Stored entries
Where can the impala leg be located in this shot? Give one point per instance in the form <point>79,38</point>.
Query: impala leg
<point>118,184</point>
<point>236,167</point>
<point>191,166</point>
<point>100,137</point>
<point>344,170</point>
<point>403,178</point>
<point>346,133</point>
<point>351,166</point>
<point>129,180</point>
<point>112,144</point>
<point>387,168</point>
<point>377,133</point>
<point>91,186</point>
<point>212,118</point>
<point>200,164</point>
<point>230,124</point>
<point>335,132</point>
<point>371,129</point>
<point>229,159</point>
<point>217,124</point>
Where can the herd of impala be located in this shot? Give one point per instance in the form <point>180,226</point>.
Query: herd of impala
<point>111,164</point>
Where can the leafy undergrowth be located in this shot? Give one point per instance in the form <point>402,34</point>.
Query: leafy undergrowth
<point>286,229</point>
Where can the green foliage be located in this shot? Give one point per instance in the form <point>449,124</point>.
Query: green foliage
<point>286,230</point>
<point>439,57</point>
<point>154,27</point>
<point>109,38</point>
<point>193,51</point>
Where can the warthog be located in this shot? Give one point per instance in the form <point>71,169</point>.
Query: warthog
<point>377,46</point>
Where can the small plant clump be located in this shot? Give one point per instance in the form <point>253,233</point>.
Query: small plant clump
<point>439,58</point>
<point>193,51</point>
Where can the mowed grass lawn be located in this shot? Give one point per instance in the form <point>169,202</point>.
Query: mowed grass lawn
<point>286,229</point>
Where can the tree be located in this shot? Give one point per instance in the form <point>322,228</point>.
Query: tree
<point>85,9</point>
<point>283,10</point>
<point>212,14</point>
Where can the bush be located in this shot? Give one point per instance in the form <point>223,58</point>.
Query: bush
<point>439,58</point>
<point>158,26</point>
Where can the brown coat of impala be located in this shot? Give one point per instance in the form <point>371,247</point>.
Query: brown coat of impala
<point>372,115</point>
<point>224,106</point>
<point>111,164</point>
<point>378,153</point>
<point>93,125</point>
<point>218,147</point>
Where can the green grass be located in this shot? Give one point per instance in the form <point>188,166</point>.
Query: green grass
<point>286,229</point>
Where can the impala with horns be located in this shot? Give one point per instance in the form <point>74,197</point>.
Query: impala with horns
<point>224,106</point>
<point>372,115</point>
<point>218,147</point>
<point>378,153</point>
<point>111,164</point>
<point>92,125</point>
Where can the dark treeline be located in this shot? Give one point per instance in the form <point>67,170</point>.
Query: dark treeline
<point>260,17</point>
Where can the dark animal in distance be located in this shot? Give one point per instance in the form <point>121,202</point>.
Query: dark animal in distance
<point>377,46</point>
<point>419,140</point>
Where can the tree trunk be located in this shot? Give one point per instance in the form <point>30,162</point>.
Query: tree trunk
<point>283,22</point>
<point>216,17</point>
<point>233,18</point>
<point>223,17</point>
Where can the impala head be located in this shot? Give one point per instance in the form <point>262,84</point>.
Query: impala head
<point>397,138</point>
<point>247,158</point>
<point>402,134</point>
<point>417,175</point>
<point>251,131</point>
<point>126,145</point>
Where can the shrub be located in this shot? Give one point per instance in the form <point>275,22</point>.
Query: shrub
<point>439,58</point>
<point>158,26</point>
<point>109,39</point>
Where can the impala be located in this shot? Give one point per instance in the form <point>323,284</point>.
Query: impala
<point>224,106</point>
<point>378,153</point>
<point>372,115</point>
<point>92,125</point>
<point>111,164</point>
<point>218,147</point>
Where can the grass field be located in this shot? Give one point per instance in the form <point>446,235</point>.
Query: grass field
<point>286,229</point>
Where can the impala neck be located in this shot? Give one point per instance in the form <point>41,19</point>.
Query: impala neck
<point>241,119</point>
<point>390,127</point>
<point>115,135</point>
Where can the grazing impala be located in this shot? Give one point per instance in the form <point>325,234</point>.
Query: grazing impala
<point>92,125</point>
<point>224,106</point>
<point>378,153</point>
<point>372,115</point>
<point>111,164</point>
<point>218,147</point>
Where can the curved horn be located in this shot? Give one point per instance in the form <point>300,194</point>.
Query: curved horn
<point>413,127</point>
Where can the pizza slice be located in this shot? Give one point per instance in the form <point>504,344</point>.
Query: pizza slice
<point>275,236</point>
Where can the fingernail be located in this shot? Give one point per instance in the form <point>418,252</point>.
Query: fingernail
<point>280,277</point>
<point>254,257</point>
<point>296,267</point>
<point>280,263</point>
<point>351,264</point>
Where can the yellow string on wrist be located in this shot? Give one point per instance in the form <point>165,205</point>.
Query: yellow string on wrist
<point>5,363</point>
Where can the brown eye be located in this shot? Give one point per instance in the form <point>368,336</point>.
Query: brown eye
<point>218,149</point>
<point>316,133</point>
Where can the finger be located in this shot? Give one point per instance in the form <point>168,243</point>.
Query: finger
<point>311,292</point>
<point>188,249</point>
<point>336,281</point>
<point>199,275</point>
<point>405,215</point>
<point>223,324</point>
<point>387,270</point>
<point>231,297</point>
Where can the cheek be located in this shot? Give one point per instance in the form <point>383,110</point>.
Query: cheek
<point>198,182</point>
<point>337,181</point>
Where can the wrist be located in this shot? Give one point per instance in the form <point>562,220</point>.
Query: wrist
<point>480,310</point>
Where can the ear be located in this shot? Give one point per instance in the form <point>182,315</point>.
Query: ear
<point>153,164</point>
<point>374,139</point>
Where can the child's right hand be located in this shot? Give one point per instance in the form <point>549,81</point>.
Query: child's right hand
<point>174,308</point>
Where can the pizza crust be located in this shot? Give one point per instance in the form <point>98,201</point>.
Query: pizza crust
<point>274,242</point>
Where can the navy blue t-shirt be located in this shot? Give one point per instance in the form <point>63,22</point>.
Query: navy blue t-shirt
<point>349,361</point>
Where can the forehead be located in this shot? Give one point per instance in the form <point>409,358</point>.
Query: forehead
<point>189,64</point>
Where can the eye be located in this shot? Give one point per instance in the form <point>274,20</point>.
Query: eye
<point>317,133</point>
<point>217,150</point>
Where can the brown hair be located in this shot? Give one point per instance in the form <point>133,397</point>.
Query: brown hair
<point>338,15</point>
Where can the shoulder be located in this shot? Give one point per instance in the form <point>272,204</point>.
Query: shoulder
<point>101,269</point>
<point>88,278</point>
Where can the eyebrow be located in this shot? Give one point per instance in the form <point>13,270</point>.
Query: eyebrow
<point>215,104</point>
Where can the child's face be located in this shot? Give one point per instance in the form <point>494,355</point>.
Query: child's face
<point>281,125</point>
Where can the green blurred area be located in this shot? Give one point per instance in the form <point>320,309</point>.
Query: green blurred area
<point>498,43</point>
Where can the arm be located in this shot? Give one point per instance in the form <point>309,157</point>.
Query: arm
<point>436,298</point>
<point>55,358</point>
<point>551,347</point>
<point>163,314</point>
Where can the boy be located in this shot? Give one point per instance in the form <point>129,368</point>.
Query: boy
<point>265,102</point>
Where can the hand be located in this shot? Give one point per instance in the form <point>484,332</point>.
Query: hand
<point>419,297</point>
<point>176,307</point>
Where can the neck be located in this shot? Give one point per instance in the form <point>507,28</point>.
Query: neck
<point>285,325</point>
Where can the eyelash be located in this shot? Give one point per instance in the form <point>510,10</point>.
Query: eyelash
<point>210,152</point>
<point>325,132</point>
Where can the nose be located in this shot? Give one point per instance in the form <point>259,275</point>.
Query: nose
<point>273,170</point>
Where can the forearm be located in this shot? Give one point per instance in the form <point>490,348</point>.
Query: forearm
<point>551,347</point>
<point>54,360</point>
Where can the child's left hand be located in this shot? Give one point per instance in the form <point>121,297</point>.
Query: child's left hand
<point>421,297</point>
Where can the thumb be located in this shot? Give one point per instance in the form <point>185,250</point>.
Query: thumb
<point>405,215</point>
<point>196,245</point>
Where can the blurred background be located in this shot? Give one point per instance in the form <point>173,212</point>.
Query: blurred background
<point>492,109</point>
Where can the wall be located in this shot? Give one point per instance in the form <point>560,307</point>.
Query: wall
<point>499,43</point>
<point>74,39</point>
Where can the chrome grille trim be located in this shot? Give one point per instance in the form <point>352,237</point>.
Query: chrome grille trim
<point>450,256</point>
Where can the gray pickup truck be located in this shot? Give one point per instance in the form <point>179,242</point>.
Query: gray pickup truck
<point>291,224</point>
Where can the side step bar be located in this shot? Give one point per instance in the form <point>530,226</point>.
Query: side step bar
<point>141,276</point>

WHAT IS REQUIRED
For this task, write out exactly the lines of the entries above, starting at the line with "Query: warthog" and ending at the line with "Where can the mowed", both included, and no others.

TASK ANSWER
Query: warthog
<point>377,46</point>
Where can the small plant clump be located in this shot? Give one point per instance in the form <point>253,233</point>.
Query: small plant clump
<point>439,58</point>
<point>193,51</point>
Where can the mowed grass lawn be located in this shot? Give one point per instance in the form <point>169,202</point>.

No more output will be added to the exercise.